* [Exercices à réaliser]
1 - D'après la chronique paroissiale de 1941, pourquoi la cérémonie du Jeudi Saint à Kerdévot n'a-t-elle pas eu lieu la nuit comme prévu ?
2 - Selon la chronique paroissiale de 1941, combien de chevaux le Recteur a-t-il comptés au pardon de Saint-Eloi - Saint-Jean ?
3 - Poursuivez la chronique paroissiale de 1941 à partir de sa dernière phrase.

* [Passage présenté]
**********

Réforme du prix des chaises.

30 mars 1941. Dimanche de la Passion. Annonce en chaire de l'augmentation du prix de location des chaises : 20 centimes au lieu de 10, pour le dimanche suivant. Cette réforme a été acceptée sans aucune protestation. Le Recteur a regretté de n'avoir pas porté la taxe à 25 centimes, mais on parlait de la démonétisation probable des pièces de 25, bruit démenti officiellement le jour même où rentrait en vigueur le nouveau règlement [6].

Pardon « mud »

10 avril 1941. Jeudi Saint. A Kerdévot, à 18 heures, cérémonie pieuse et émouvante organisée par la JAC masculine et féminine d'Ergué. Départ du bourg vers 17 h. par petits groupes en silence. Les jeunes seuls ont récité alternativement les prières et les chants de l'Heure Sainte. Louis Lozachmeur de Kerous, employé de bureau à la préfecture pour les garçons, et Mlle Josèphe Cariou du bourg, élève de seconde du lycée de Quimper pour les filles. Chapelle pleine, attitude très pieuse. Peu d'hommes. Quelques jeunes gens arrivés en retard. Cette cérémonie devait avoir lieu la nuit, mais l'on a craint les représailles des "occupants" interdisant toute circulation à partir de 22 h. M. le Recteur, dans l'adieu final, a promis à Notre-Dame. que tous s'y retrouveraient si possible l'année suivante à pareil jour. (…)

Un pardon qui paie bien.

29 juin 1941. Pardon de Saint-Eloi - Saint-Jean à Kerdevot. On prétendait qu'il n'y avait qu'une douzaine de chevaux à peine. Or M. le Recteur en a compté 59 pendant qu'ils défilaient devant la chapelle après leur bénédiction avant la grand-messe. Résolution de donner à ce pardon plus d'extension si possible, car les offrandes sont intéressantes. Sans doute la réflexion semble cynique, mais c'est une question d'une importance singulière à l'époque que nous vivons. Pompes funèbres.

**********

* [Extraits de données]
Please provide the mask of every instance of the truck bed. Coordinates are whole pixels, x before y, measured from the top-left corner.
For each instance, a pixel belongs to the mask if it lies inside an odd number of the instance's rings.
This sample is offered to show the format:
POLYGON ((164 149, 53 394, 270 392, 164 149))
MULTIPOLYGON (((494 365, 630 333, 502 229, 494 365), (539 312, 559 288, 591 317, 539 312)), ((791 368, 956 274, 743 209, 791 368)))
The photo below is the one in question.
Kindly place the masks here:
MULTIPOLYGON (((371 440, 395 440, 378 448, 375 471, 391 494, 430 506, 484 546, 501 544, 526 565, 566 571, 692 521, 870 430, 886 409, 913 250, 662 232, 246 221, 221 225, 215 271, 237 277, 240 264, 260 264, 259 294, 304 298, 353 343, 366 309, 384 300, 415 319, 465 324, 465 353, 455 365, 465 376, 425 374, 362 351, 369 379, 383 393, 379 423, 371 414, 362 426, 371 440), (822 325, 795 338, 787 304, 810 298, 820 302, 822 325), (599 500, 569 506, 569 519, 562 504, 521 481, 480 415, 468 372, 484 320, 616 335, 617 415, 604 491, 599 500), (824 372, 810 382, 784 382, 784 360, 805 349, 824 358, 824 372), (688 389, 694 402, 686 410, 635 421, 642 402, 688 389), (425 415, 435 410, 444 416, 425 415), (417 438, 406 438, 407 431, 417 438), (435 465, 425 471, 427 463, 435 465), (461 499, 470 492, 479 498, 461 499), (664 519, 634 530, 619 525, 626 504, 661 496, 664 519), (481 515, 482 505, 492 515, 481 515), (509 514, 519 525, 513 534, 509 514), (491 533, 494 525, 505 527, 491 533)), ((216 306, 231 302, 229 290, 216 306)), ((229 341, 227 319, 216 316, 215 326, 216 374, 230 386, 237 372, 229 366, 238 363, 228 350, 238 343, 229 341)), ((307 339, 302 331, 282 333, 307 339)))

**********

* [Réponses attendues]
1 - On craignait les représailles des « occupants », qui interdisaient toute circulation à partir de 22 h. La cérémonie s'est donc tenue à 18 heures.

2 - Il en a compté 59.

3 -
Début juillet, achat de tentures funèbres chez M. Paul de Quimper pour rehausser l'éclat des funérailles dont le tarif a été augmenté. Ces tentures sont arrivées début de septembre et elles ont servi la première fois pour l'enterrement solennel de Jeanne Bacon, veuve Rannou, de Ty Ru (Odet) le mercredi 29 octobre et pour les fêtes de la Toussaint. La population a été très agréablement surprise de voir tous ces décors pour la fête des Trépassés. Salle interdite.

13 juillet 1941. Séance récréative donnée par des acteurs en majeure partie jacistes dans la salle Balès en faveur des prisonniers de guerre. Cette salle, habituellement condamnée, a vu lever l'interdit par une grâce spéciale de Mgr Duparc uniquement pour ce motif et après intervention directe de M. le Recteur [7]. (…)

Du laisser-aller.

10 août 1941. Un abus tendit à s'introduire dans la paroisse au sujet des publications de bans. Les jeunes gens venaient seuls ; parfois même l'un d'entre eux seulement et en tenue négligée. L'on a averti que par respect pour le sacrement de mariage, on ne recevrait plus les candidats avec cette désinvolture et ce sans-gêne et qu'ils devraient désormais être toujours accompagnés de leurs parents ou du moins de l'un d'entre eux. La leçon a porté et les parents ont été fiers de voir qu'on leur redonnait la place qu'ils n'avaient su garder. (…)

Un pardon en temps de guerre.

14 septembre 1941. Pardon de Kerdévot. M. le Recteur a multiplié ses démarches à la Préfecture, à la Kommandantur, pour obtenir l'autorisation de circuler en auto le 14 septembre et prendre à Quimper ce jour là le doyen du chapitre, M. Guéguen et le curé-archiprêtre de St Corentin, M. Pichon. Il a conservé quelque espoir de réussite jusqu'au vendredi. Il a fallu alors se résigner à prendre ces hauts personnages en char à bancs !!!

Le pardon s'est ouvert comme d'habitude la veille au soir par le chant des Vêpres où il y avait fort peu de monde. Les confesseurs se sont trouvés réunis le samedi soir à la table de M. le Recteur : M. Kerbiriou, supérieur de l'école Saint-Charles à Kerfeunteun, M. Cauvel, professeur à Pont-Croix, M. Guilcher, vicaire à Elliant. Ces messieurs sont partis dès l'aurore pour les confessions qui ont été très nombreuses. Les « pardonneurs » sont arrivés fort peu de temps avant l'heure. Il y avait au chœur 15 soutanes. Célébrant : le doyen. Prédicateur : l'archiprêtre. Pardon très émouvant, très pieux. Les offrandes ont été très abondantes. Une seule ombre au tableau : les paroissiens ne suivent pas la procession, se contentant de la regarder et ne se signant pas au passage de la croix, toutes remarques qui ont été faites par les prêtres étrangers.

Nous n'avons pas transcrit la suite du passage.